* GIVEN RECORDS
====
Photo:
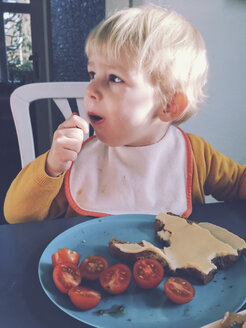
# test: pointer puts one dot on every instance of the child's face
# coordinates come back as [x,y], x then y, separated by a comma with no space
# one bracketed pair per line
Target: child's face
[121,105]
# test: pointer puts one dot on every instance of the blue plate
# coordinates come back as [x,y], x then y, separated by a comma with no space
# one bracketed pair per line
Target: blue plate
[142,308]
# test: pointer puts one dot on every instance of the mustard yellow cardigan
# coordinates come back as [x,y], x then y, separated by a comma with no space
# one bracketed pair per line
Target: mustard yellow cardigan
[35,196]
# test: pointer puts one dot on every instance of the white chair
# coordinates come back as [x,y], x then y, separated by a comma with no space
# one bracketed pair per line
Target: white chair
[21,99]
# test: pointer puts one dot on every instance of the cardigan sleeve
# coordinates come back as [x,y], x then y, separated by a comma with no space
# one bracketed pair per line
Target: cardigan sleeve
[215,174]
[35,196]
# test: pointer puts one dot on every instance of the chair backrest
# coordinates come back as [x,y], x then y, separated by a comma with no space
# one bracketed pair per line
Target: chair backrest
[21,99]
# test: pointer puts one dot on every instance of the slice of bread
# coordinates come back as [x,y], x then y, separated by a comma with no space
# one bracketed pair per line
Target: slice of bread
[189,248]
[233,320]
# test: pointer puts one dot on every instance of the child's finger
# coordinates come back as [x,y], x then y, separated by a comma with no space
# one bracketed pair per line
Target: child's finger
[75,121]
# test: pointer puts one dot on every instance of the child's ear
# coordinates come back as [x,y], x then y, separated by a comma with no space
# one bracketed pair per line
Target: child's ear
[175,109]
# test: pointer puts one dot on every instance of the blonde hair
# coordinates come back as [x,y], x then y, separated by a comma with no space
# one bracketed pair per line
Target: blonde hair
[162,43]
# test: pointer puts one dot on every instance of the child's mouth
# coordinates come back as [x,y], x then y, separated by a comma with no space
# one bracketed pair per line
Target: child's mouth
[95,118]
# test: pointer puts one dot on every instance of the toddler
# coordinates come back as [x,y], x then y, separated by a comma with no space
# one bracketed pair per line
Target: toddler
[147,68]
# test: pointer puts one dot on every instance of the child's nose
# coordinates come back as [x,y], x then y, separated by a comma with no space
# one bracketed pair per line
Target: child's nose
[93,91]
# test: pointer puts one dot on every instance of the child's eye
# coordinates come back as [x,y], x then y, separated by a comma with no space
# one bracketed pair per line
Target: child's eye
[91,75]
[115,79]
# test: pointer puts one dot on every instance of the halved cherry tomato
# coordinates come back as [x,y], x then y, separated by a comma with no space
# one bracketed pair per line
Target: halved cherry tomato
[179,290]
[65,255]
[148,273]
[116,278]
[84,298]
[92,266]
[66,276]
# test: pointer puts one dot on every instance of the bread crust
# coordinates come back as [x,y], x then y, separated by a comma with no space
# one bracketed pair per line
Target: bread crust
[220,262]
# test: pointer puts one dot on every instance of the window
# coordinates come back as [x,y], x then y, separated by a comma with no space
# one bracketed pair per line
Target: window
[16,41]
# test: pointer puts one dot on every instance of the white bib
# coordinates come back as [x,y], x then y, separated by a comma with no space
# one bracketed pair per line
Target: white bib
[150,179]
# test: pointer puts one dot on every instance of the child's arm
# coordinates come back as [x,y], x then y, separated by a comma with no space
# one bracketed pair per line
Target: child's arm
[33,195]
[37,192]
[216,174]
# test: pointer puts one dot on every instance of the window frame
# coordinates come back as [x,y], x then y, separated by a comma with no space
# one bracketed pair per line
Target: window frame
[22,8]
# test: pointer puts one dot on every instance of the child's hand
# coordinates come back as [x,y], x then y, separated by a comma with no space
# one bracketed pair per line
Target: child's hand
[66,145]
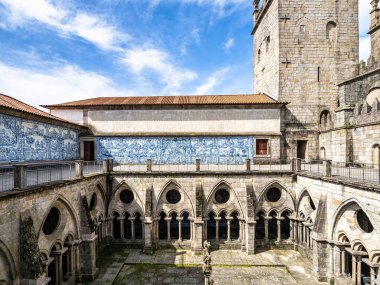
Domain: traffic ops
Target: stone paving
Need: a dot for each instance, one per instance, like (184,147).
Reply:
(129,266)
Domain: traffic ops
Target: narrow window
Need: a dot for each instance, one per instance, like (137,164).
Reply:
(261,147)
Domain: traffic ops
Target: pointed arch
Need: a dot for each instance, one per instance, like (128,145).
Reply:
(9,261)
(70,209)
(172,183)
(342,208)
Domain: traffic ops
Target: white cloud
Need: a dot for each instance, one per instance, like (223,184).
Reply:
(215,79)
(229,44)
(364,48)
(139,60)
(67,83)
(89,27)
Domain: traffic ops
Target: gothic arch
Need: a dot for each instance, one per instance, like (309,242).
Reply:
(233,203)
(117,205)
(286,200)
(185,203)
(66,204)
(8,270)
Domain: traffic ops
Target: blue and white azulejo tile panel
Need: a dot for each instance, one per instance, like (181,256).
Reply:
(25,140)
(176,150)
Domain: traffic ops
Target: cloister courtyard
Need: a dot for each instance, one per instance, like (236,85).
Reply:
(120,265)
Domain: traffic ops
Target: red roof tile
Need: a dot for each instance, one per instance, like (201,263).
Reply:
(14,104)
(252,99)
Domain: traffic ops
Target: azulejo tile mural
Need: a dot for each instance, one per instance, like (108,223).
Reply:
(24,140)
(176,150)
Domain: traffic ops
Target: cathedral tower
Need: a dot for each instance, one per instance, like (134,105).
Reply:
====
* WORK TASK
Print every entry exactly as written, without the pictures.

* ANSWER AREA
Photo:
# test: pointer puts one dot on every instance of the child's face
# coordinates come back as [x,y], x then y, separated by a comma with no space
# one bracketed pair per line
Target: child's face
[121,105]
# test: pointer puts one dot on every instance of the blue plate
# coordinates come back as [x,y], x then y, separated by a comma with no space
# one bracketed pair per line
Target: blue plate
[142,308]
# test: pointer puts one dot on every instance of the mustard yellow cardigan
# coordinates come back as [x,y], x then y, separated by a comma with no space
# one bracketed pair per line
Target: mustard yellow cardigan
[35,196]
# test: pointer puts one dot on every instance of the white chair
# coordinates come back as [x,y], x then y, separated by a comma with no space
# one bracketed pair per line
Target: white chair
[21,99]
# test: pointer puts one dot on every instance of the cardigan sleeve
# coordinates come back as [x,y], x then y, separated by a comma with no space
# one bracketed pair per line
Target: cardigan sleeve
[215,174]
[35,196]
# test: pointer puts one dot on every instance of the chair backrest
# coordinates come back as [x,y], x then y, separated by a comma with no space
# one bracketed pair per line
Target: chair backrest
[21,99]
# test: pointer puts one dot on every instance of the slice of bread
# coordinates come back as [x,y], x then y, separated by a comma with no space
# one bracketed pair per line
Target: slice of bread
[189,248]
[233,320]
# test: pointer puts one dot on every instance of the child's finger
# coordinates come back as [x,y], x then y, separated by a comma with no space
# one bracketed pair per line
Target: child's finger
[75,121]
# test: pointer puts one dot on every instance of the child's ear
# coordinates come back as [x,y], x then y, separated by a comma with no space
# one bracketed pair per line
Target: child's ear
[175,109]
# test: pointer puts one dot on every instance of the blonde hair
# coordinates come back as [x,y], x then y, separated by a comma with no space
# one bracketed pair per line
Target: blonde hair
[162,43]
# test: pointer puts one dot on every instance of the child's mouth
# coordinates come back as [x,y], x then y, separated by a comma with no space
# one bracketed pair per line
Target: child's mouth
[95,118]
# test: pointer puts one dot on every instance of the toddler
# coordinates come back as [x,y], x then y, separated by a comma with no space
# one bracketed pair per line
Target: toddler
[147,68]
# test: pointer puts one dot on every instance of the child's nose
# coordinates come back as [x,y], x then y, separated by a comma with no space
# one bracketed pair per line
Target: child's nose
[93,91]
# test: pointer puts one dot on every instance of the child's eye
# coordinates come back as [x,y], x then y, separated by a comma with no space
# one bracketed pair per line
Target: child's eye
[91,75]
[115,79]
# test: pointer puts one dot on every instance of the halved cherry tomato
# coordinates come back as [x,y], x then y, separated by a comma with no space
# one bracketed pair per line
Target: halved cherry tomato
[179,290]
[65,255]
[148,273]
[116,278]
[84,298]
[92,266]
[66,276]
# test: pointer puts one dot on every instance of the bread crust
# coordinates come back as [x,y], x then y, separated by a comma with no space
# one bracketed pair per line
Target: bread crust
[220,262]
# test: pointer puts one dot on every instance of the window
# coordinates come back as [x,y], x then y, separated by a comma with no space
# one bracketed pair per line
Target: window
[16,41]
# test: pointer puts one dot on every instance of the white bib
# coordinates come back as [x,y], x then y, separated by a comma with no space
# one bracketed pair per line
Target: white bib
[150,179]
# test: pointer puts one dot on every instance of the child's arm
# coordinates come back as [x,y], x then y, separated by a comma with no space
# one bracketed pair per line
Target: child's arm
[33,195]
[37,192]
[216,174]
# test: pointer puts one dot on every instance of the window frame
# coordinates come back as [x,y], x then y, separated by a comma with no space
# one bracketed pair per line
Target: window frame
[22,8]
# test: pointer puts one dot on every instance of the child's hand
# coordinates come back as [x,y], x then y, separated by a comma with no space
# one bracketed pair per line
Target: child's hand
[66,145]
Domain: traffic ops
Target: stone paving
Need: a dot for each instance, one per instance, like (184,147).
Reply:
(129,266)
Domain: traffic ops
Target: narrow window
Need: a dot for each instance, one per instance, like (137,164).
Reply:
(261,147)
Domain: traffic ops
Target: pointed arch
Need: a dot for each instance, one per instance, like (128,145).
Reply:
(9,261)
(70,209)
(172,183)
(342,208)
Domain: traffic ops
Target: white cloud
Need: a dot for each instance, one per instance, like (223,184).
Reply:
(215,79)
(229,44)
(364,48)
(139,60)
(67,83)
(89,27)
Domain: traffic ops
Target: gothic arch
Need: a dot for each instance, one per instance, like (309,242).
Reply:
(233,203)
(117,205)
(286,200)
(185,203)
(66,204)
(8,270)
Domain: traffic ops
Target: blue and white azulejo tile panel
Need: a dot for each instance, one per instance, like (181,256).
Reply:
(25,140)
(176,150)
Domain: traffic ops
Target: cloister courtyard
Need: a dot for each instance, one per instance, like (236,85).
Reply:
(120,265)
Domain: traffic ops
Target: red roof tile
Need: a dot for each instance, one per instance, like (201,263).
Reply:
(14,104)
(252,99)
Domain: traffic ops
Target: azulejo tile mural
Need: a dot for each instance, one per instance, like (108,223).
Reply:
(24,140)
(176,150)
Domain: traffic ops
Target: cathedral tower
Need: a dot for each instance, one per instance, like (134,105).
Reply:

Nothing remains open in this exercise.